Yann Furic
B.B.A., M. Sc., CFA®
Senior Portfolio Manager, Asset Allocation and Alternative Strategies
Sharp rise in interest rates
The month of February was marked by a widespread, sharp rise in long-term interest rates.
This led to a decline in growth stocks, whose value is negatively impacted by an increase in rates.
Equity indices with a significant weighting in more cyclical stocks (industrial products, financial services, basic materials and energy) benefited from the prospect of a strong economic recovery.
Vaccination campaigns are continuing and the addition of new vaccines could help achieve herd immunity faster than expected, particularly in the United States, which should accelerate the economic recovery.
Job creation in the United States was stronger than expected.
Focus on the past month
Overview of global equity markets*
- The flagship index of the Canadian stock market, the S&P/TSX, advanced 4.2% in February.
- In the United States, the S&P 500 gained 2.6% and the Nasdaq, 0.9%.
- International stock markets were also in positive territory during the month, with the EAFE index up 2.1%.
- Emerging market equities rose 1.0% in February, while Chinese stocks climbed 0.7%.
* All the percentages in this section are in Canadian dollars. Bloomberg unless otherwise indicated.
Key events
Employment outlook
Job creation was positive in the United States, with 379,000 jobs created versus expectations of 200,000. The unemployment rate fell from 6.3% to 6.2%.
Targeted impact
Job losses continue to negatively impact the economy. The most affected sectors are those that have been the target of partial lockdown measures triggered by the second wave of COVID-19.
Stimulus package debate
The new U.S. administration wants to introduce a $1.9 trillion economic stimulus package, which the Republican Party opposes, finding it too generous. At the time of writing, the plan had just been approved by the House of Representatives.

********

§ **Task set**:
#1 Please extract the passage of the February market review starting at "Vaccination campaigns are" and ending at "the economic recovery.".
#2 According to the February market review, how many jobs were created in the United States?

§ **Record extracts**:
********

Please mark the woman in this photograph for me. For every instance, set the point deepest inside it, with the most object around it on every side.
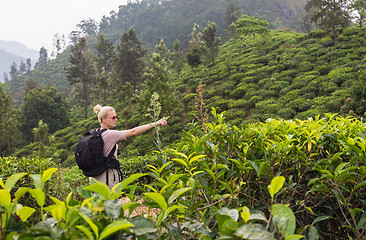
(108, 118)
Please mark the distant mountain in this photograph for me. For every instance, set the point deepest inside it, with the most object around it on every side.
(12, 51)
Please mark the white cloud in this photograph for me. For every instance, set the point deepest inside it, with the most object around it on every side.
(34, 22)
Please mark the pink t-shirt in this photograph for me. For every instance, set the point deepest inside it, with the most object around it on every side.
(110, 138)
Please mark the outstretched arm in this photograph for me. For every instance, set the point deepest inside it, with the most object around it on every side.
(143, 128)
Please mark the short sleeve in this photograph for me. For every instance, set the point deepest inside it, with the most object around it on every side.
(110, 138)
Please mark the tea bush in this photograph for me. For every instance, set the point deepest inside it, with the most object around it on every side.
(276, 179)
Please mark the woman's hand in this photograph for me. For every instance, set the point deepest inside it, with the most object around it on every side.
(162, 122)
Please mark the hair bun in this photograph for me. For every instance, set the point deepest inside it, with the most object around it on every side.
(97, 108)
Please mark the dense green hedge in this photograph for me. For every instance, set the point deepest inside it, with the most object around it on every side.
(213, 184)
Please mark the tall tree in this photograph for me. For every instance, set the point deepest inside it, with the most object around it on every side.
(82, 70)
(43, 104)
(30, 84)
(5, 77)
(329, 14)
(105, 54)
(162, 49)
(29, 64)
(232, 14)
(22, 67)
(88, 27)
(59, 44)
(359, 8)
(157, 78)
(14, 73)
(248, 25)
(43, 57)
(129, 63)
(177, 56)
(9, 135)
(211, 41)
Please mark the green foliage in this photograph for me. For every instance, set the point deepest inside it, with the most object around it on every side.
(9, 124)
(276, 179)
(43, 104)
(248, 25)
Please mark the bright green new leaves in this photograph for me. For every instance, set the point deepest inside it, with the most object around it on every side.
(284, 219)
(276, 185)
(12, 180)
(159, 199)
(39, 195)
(5, 199)
(245, 214)
(40, 180)
(25, 212)
(115, 227)
(251, 26)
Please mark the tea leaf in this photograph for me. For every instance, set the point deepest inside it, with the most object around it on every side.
(12, 180)
(25, 212)
(177, 193)
(276, 185)
(115, 227)
(245, 214)
(39, 195)
(159, 199)
(47, 175)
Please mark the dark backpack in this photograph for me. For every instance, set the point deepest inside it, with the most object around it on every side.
(89, 155)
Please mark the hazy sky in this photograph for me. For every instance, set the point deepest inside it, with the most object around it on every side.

********

§ **Responses per task**:
#1
Vaccination campaigns are continuing and the addition of new vaccines could help achieve herd immunity faster than expected, particularly in the United States, which should accelerate the economic recovery.

#2 379,000 jobs